• **Document excerpt**:
Monday, October 16, 2006

blind in more ways than one

Sorry, I know I've not posted much recently - have been short on time and lax; Natalia tells me, however, that she is getting sick of seeing my Lemonheads post every time she checks the blog, and I am scared of her; so in the absence of time I'll try to get a few links and quotes and things up in the next couple of days, as well as some excellent postage from Dan.

First off, I've thoroughly enjoyed reading David Blunkett's diary stuff again recently, mainly because it's such a refreshing change to hear a Labour politician doing something other than just sounding off about Muslims (the Labour Party appears to feel much the same way about Muslims as the Tories do about foxes). Blunkett actually comes across as rather likeable in a way and yet deeply flawed, a kind of, as Sam Wollaston points out, Lear figure.

Lines of data
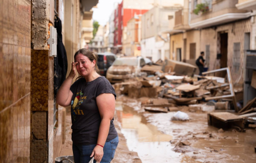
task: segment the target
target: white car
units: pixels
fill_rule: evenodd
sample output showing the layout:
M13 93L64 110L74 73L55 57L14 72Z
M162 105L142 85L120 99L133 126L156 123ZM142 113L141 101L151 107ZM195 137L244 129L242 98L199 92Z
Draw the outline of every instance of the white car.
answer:
M142 57L117 58L107 71L107 79L111 83L122 82L125 79L136 76L145 65Z

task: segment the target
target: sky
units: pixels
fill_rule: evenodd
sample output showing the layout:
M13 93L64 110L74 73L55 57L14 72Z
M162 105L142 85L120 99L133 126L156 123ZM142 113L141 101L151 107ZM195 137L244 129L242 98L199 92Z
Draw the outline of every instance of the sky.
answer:
M92 8L93 20L98 21L101 25L105 25L114 11L114 4L120 4L121 1L122 0L99 0L97 8Z

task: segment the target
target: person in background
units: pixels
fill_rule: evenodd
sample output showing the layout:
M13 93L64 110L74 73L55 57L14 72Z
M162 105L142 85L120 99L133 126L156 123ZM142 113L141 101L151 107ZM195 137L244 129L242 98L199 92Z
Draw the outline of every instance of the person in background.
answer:
M71 105L75 163L89 162L92 157L97 161L109 163L119 143L113 123L116 95L108 80L97 73L97 57L87 49L78 50L69 75L57 94L57 104ZM76 70L81 76L72 84Z
M196 61L196 64L198 66L199 69L200 76L202 76L202 73L204 71L204 60L203 58L204 56L204 52L201 51L200 53L200 56ZM200 79L199 78L199 79Z

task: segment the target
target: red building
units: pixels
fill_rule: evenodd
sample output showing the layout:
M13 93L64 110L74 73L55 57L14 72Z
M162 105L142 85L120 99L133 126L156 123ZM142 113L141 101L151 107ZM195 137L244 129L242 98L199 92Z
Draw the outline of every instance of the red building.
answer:
M124 0L125 1L125 0ZM130 8L123 8L123 1L119 4L118 7L115 9L114 32L114 53L120 53L122 50L122 33L123 28L126 27L127 22L134 17L135 14L142 15L148 9L137 9Z

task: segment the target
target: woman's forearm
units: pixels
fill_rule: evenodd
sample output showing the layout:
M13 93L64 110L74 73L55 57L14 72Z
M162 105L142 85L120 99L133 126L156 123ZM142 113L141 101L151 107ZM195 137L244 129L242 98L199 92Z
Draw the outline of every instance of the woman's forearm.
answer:
M97 144L104 146L108 135L110 126L110 119L109 118L103 118L100 125Z
M72 80L73 79L69 76L62 83L56 96L56 102L57 104L61 106L65 106L67 100L69 97L69 90L72 83Z

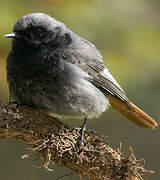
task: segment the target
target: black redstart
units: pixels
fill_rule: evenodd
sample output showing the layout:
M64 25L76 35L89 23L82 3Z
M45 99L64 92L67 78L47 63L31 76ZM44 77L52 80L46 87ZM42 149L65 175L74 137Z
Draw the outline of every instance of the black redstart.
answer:
M98 117L111 105L141 127L157 126L127 98L96 47L60 21L28 14L5 37L13 38L7 58L11 101L65 118Z

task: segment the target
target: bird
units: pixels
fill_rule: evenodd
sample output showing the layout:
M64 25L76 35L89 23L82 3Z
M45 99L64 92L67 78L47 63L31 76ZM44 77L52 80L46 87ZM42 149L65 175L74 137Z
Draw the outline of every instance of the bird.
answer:
M98 118L110 106L140 127L158 125L134 105L103 64L100 51L43 13L21 17L7 57L10 101L64 119Z

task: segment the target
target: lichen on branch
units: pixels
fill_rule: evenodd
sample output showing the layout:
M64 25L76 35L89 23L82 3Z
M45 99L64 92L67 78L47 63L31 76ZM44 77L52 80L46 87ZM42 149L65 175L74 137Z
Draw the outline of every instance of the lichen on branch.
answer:
M16 104L0 104L0 138L18 138L29 146L25 157L33 157L52 171L52 163L70 168L92 180L142 180L146 173L143 160L112 149L104 137L91 130L85 132L85 143L78 148L80 138L74 129L56 118L35 109Z

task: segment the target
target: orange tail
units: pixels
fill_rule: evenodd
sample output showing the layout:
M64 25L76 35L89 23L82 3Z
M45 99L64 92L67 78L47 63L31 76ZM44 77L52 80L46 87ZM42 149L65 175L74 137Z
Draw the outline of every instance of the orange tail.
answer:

• **Set of tasks**:
- a) Summarize the blog post in two sentences.
- b) Duplicate the part of the blog post that begins at the words "First off, I've" and stops after "out, Lear figure.".

• **Solutions per task**:
- a) The writer apologizes for posting little lately because of a lack of time and laxness, and promises links, quotes and some posts from Dan over the next couple of days, partly because Natalia is tired of seeing the Lemonheads post. The writer has enjoyed reading David Blunkett's diary material as a refreshing change from Labour politicians sounding off about Muslims, and finds him rather likeable yet deeply flawed, a Lear figure, as Sam Wollaston points out.

- b)
First off, I've thoroughly enjoyed reading David Blunkett's diary stuff again recently, mainly because it's such a refreshing change to hear a Labour politician doing something other than just sounding off about Muslims (the Labour Party appears to feel much the same way about Muslims as the Tories do about foxes). Blunkett actually comes across as rather likeable in a way and yet deeply flawed, a kind of, as Sam Wollaston points out, Lear figure.